Task requirements: Though the entries contain pictures, the copy you make should hold only the rest, exactly as written.

Information supplied:
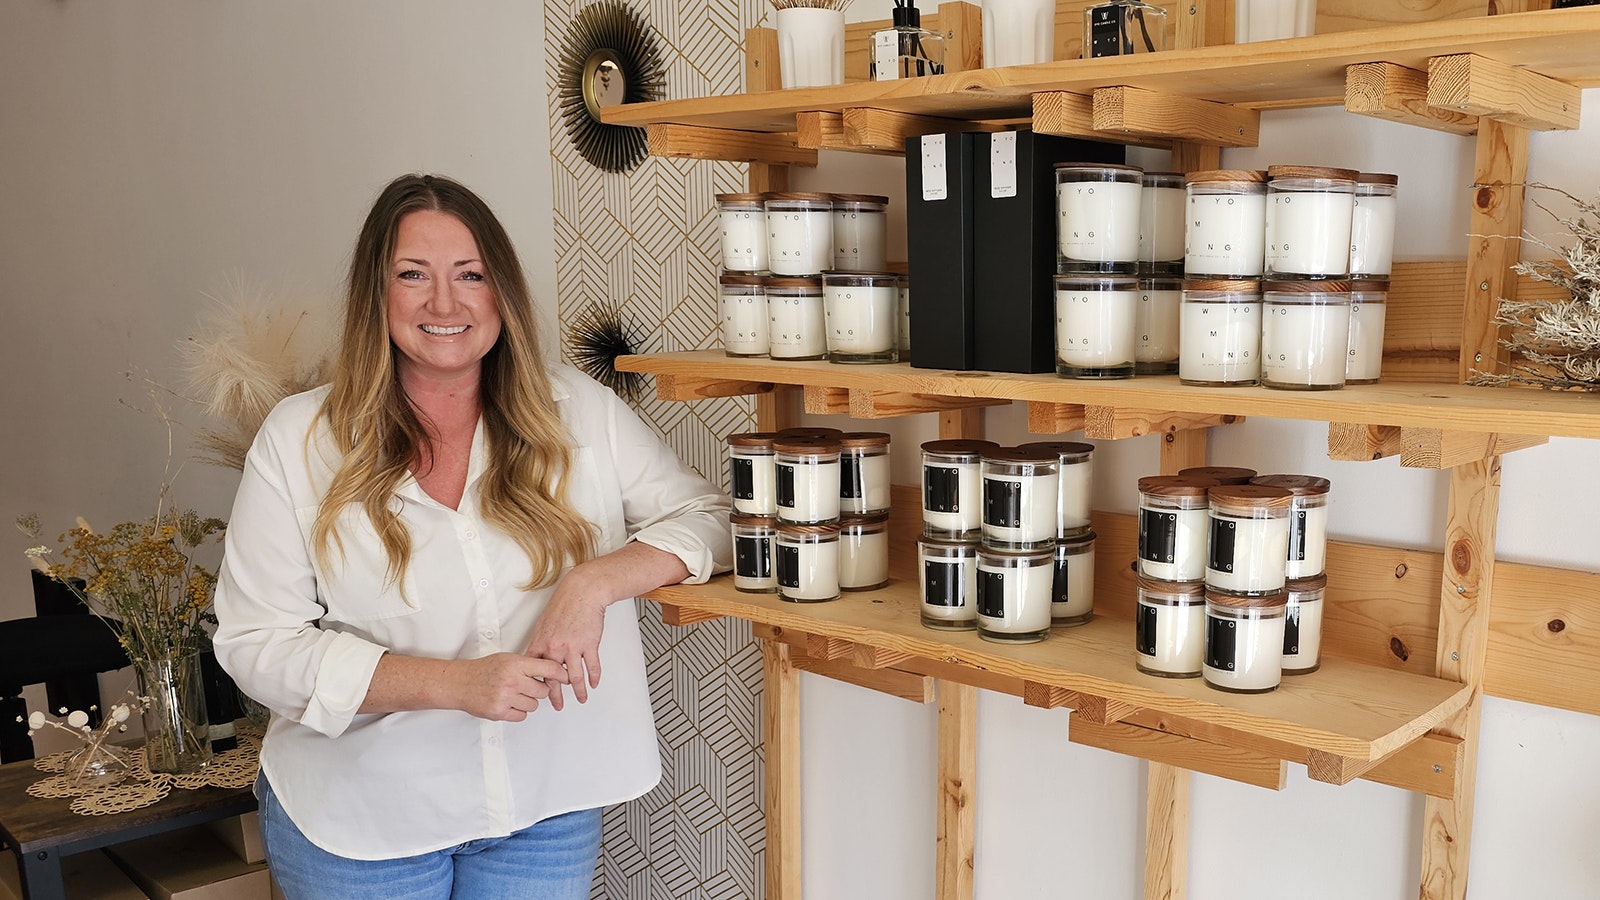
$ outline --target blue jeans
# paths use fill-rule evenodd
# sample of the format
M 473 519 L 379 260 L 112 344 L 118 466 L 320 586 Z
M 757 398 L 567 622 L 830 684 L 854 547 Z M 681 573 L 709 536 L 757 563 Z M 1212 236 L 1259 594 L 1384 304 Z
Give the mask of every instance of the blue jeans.
M 267 864 L 288 900 L 588 900 L 600 810 L 400 859 L 347 859 L 311 843 L 256 781 Z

Solution to the problem:
$ outline --target blue jeans
# paths use fill-rule evenodd
# sample of the format
M 473 519 L 379 260 L 112 344 L 118 466 L 320 586 Z
M 757 398 L 567 622 L 830 684 L 854 547 Z M 681 573 L 709 536 L 757 563 Z M 1212 236 L 1259 594 L 1384 304 Z
Give the mask of every instance of the blue jeans.
M 267 864 L 288 900 L 588 900 L 600 810 L 400 859 L 347 859 L 311 843 L 256 781 Z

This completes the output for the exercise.